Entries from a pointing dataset
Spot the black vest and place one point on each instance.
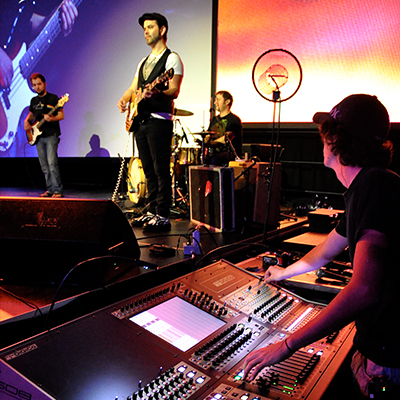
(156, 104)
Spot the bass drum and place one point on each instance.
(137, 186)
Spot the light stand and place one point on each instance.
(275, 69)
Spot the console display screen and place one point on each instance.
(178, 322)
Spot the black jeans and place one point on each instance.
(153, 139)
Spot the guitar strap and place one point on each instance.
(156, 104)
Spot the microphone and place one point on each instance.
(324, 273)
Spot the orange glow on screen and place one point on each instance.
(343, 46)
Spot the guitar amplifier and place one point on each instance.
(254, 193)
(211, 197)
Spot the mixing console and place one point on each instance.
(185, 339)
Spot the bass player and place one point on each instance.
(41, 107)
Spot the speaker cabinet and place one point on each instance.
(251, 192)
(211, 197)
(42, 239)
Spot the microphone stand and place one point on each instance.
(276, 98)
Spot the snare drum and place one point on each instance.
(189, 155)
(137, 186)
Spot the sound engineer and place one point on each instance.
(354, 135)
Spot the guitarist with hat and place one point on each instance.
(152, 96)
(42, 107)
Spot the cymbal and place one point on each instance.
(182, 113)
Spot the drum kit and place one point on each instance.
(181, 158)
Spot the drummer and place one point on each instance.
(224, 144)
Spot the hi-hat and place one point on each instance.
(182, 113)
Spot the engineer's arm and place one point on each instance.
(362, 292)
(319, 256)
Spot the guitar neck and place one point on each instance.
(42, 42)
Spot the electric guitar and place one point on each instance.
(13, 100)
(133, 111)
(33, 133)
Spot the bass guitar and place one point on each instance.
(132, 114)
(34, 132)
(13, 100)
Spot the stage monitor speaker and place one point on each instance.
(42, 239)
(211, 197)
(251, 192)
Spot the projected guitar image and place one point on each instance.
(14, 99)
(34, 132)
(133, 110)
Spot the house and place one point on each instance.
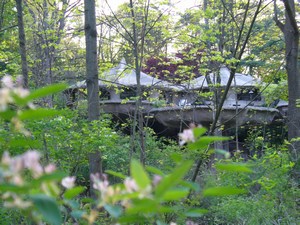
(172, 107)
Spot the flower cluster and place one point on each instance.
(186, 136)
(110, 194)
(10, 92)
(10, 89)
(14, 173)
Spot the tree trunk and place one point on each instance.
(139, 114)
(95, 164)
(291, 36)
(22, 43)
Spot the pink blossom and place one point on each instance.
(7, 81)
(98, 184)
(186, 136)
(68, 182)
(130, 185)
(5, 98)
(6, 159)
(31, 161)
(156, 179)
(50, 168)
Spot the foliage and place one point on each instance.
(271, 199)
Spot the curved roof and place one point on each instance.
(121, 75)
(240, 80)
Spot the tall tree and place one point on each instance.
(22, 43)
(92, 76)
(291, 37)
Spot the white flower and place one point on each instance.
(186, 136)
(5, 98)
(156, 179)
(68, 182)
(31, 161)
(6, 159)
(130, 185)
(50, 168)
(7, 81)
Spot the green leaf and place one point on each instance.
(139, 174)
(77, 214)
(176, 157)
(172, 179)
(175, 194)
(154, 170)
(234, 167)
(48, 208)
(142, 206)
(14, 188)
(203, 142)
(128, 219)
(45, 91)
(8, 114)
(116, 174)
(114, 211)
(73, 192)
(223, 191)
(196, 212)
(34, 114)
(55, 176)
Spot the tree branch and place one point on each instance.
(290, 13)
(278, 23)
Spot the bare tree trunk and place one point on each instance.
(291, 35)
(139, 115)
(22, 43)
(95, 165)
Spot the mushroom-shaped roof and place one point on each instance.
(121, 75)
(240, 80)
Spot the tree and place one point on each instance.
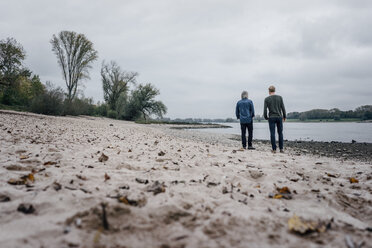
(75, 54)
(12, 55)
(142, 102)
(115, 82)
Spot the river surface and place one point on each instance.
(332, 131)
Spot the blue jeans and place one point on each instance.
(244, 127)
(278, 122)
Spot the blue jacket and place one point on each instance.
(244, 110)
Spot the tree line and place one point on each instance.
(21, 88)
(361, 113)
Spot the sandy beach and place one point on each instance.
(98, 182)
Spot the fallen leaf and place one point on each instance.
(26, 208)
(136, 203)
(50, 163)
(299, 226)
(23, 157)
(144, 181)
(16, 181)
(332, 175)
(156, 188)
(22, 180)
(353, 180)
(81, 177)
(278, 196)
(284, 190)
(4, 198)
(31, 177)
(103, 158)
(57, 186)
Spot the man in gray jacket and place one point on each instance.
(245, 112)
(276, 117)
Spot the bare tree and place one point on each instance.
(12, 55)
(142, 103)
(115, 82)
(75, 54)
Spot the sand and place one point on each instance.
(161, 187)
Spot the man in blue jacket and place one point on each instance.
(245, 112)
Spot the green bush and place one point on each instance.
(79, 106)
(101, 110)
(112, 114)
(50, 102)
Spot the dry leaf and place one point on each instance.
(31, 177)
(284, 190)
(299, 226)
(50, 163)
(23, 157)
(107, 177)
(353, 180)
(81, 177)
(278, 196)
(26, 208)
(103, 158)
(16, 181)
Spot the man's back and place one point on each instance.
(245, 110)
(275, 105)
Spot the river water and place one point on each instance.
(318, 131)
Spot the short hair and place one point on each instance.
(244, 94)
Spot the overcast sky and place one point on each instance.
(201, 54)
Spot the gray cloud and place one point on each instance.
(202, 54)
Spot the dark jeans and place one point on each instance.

**STATED EXERCISE**
Set down nothing but the lines from the one containing "Spot the green leaf" to the final line above, both included, with every picture left out.

**ANSWER IN FULL**
Spot the green leaf and place one point on each instance.
(139, 174)
(77, 214)
(176, 157)
(172, 179)
(175, 194)
(154, 170)
(234, 167)
(48, 208)
(142, 206)
(14, 188)
(203, 142)
(128, 219)
(45, 91)
(8, 114)
(116, 174)
(114, 211)
(73, 192)
(223, 191)
(196, 212)
(34, 114)
(55, 176)
Spot the tree branch and place one point on each instance.
(290, 13)
(278, 23)
Spot the bare tree trunk and place one point on each instance.
(291, 35)
(139, 115)
(22, 43)
(95, 165)
Spot the mushroom-shaped roof and place one point on each instance.
(121, 75)
(240, 80)
Spot the tree and place one point on each instance.
(75, 54)
(12, 55)
(142, 102)
(115, 82)
Spot the river surface and place one point on each instance.
(332, 131)
Spot the blue jeans and place one point on each instance.
(244, 127)
(278, 122)
Spot the blue jacket and place one point on each instance.
(244, 110)
Spot the tree line and place one point on each instance.
(21, 88)
(361, 113)
Spot the sandy beach and place one point on each instance.
(98, 182)
Spot the fallen leaf and place one point on each instance.
(26, 208)
(136, 203)
(50, 163)
(299, 226)
(23, 157)
(144, 181)
(16, 181)
(332, 175)
(156, 188)
(22, 180)
(353, 180)
(81, 177)
(278, 196)
(284, 190)
(4, 198)
(31, 177)
(103, 158)
(57, 186)
Spot the man in gray jacket and place one point on each instance.
(245, 112)
(276, 117)
Spot the bare tree and place one point on each instance.
(12, 55)
(142, 103)
(115, 82)
(75, 54)
Spot the sand and place one point on each instance.
(161, 187)
Spot the man in blue jacket and place one point on each instance.
(245, 112)
Spot the green bush and place one point on each instance.
(79, 106)
(101, 110)
(112, 114)
(50, 102)
Spot the dry leaf and place one point on each instance.
(31, 177)
(284, 190)
(299, 226)
(50, 163)
(23, 157)
(107, 177)
(353, 180)
(81, 177)
(278, 196)
(26, 208)
(103, 158)
(16, 181)
Spot the man's back and place one point on each instance.
(245, 110)
(275, 105)
Spot the river water and place one point on each instance.
(318, 131)
Spot the short hair and place one point on each instance.
(244, 94)
Spot the overcast sky and place one point on each instance.
(201, 54)
Spot the gray cloud and place one point on each instance.
(202, 54)
Spot the dark jeans and place one point on each instance.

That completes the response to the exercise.